Par Anthony Quindroit @chilietcarnets

Chili Pinochet 11 septembre 1982

Pinochet, ici le 11 septembre 1982 au Chili, dirigeait-il une dictature ou un régime militaire ? Le ministère de l'Education chilien veut modifier la dénomination (photo DR Wikimédia commons Ben2)

11 septembre 1973. Les avions militaires chiliens bombardent le palais présidentiel La Moneda, les militaires arrêtent les “dissidents”, le président Salvador Allende se suicide. Les prisonniers politiques sont torturés voire tués. Le général Augusto Pinochet, appuyé par les Etats-Unis, prend la tête du pays. Le gouvernement démocratique est renversé. Le pouvoir militaire se met en place. Autoritaire, sans liberté de penser, répressif. La dictature est en place.
Sauf que, maintenant, au Chili, il ne faudra plus dire “dictature” mais “régime militaire”. C’est du moins ce que devraient apprendre les jeunes chiliens dans les nouvelles éditions des livres d’histoire.

# Liste
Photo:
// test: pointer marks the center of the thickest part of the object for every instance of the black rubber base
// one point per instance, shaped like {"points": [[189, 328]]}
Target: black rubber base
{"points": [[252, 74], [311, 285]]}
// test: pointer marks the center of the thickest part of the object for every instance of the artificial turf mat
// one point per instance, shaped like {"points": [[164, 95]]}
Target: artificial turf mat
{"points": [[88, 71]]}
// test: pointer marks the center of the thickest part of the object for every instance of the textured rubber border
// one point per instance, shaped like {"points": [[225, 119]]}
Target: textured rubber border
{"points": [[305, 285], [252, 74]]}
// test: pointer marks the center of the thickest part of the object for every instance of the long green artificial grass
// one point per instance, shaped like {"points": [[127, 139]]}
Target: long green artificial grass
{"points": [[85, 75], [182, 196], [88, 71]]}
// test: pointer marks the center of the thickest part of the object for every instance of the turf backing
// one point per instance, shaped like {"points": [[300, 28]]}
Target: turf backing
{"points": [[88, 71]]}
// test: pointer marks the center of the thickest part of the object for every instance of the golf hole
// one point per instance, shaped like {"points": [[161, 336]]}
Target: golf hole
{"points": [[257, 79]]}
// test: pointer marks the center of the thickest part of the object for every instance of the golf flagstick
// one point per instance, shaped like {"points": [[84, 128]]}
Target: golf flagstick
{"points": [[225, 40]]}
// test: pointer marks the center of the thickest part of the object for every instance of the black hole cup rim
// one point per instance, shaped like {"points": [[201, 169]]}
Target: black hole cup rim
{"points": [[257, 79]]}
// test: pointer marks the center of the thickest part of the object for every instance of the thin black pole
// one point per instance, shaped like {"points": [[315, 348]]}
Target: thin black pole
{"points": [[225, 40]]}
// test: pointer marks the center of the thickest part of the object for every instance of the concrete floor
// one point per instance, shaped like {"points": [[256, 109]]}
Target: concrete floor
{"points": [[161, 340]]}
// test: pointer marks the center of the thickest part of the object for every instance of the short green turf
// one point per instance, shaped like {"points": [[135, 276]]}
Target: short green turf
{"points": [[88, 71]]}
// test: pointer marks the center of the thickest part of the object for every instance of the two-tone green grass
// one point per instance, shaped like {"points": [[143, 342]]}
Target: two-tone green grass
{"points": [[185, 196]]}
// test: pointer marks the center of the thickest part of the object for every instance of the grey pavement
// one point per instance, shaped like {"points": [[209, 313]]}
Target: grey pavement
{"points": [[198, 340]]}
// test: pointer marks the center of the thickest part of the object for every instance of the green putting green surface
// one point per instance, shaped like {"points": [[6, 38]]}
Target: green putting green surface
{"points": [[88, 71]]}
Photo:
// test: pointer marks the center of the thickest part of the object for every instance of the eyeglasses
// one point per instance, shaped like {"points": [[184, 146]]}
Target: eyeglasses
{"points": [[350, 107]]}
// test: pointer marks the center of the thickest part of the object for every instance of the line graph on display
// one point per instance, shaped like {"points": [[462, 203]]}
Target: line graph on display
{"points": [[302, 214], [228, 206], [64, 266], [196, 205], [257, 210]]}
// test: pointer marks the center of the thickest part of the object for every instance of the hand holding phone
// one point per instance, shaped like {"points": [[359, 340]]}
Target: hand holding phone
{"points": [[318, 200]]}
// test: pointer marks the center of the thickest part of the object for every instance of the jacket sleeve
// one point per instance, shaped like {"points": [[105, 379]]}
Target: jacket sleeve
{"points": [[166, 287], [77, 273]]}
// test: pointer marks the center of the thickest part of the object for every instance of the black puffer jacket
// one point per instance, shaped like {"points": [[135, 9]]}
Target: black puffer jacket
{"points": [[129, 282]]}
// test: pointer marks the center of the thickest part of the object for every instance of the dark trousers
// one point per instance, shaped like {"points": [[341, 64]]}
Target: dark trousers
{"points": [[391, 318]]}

# Consignes
1) Copiez s'il vous plaît le passage du texte sur Pinochet en commençant à "Par Anthony Quindroit" et en terminant à "est en place.".
2) D'après le texte sur Pinochet, quel bâtiment les avions militaires chiliens bombardent-ils le 11 septembre 1973 ?
3) Rédigez la suite du texte sur Pinochet, à partir de sa dernière phrase.

# Réponses
1)
Par Anthony Quindroit @chilietcarnets

Chili Pinochet 11 septembre 1982

Pinochet, ici le 11 septembre 1982 au Chili, dirigeait-il une dictature ou un régime militaire ? Le ministère de l'Education chilien veut modifier la dénomination (photo DR Wikimédia commons Ben2)

11 septembre 1973. Les avions militaires chiliens bombardent le palais présidentiel La Moneda, les militaires arrêtent les “dissidents”, le président Salvador Allende se suicide. Les prisonniers politiques sont torturés voire tués. Le général Augusto Pinochet, appuyé par les Etats-Unis, prend la tête du pays. Le gouvernement démocratique est renversé. Le pouvoir militaire se met en place. Autoritaire, sans liberté de penser, répressif. La dictature est en place.

2) Le palais présidentiel La Moneda.

3)
Au Chili, l’annonce d’abord passée inaperçue (les faits datent du 9 décembre), est finalement arrivée sur la place publique en ce début 2012. Et a provoqué une réaction épidermique dans les associations de défense des droits de l’Homme, dans la gauche chilienne et même dans une bonne partie de la droite. Nombreux sont ceux qui y voient une intervention de la droite dure pour donner une autre image du passé. Le soufflé est un peu retombé et la proposition sémantique pourrait ne pas entrer en vigueur. Toutefois, pour tenter de la défendre ou, au moins, d’atténuer les cris d’orfraie des nombreuses personnalités opposées à ce passage de “dictature” à “régime”, quelques voix proposent une version allégée de la proposition, comme le ministre de la Justice Teodoro Ribera :

  • “Il y a eu dictature, de 1973 à 1981,  et régime militaire de 1981 à 1990″

Et le ministre d’expliquer son raisonnement :

  • “Il y a eu rupture de la constitution en 1973. En 1981, une nouvelle constitution, impulsée par Pinochet est entrée en vigueur au Chili, ce qui lui a donné un nouveau statut.”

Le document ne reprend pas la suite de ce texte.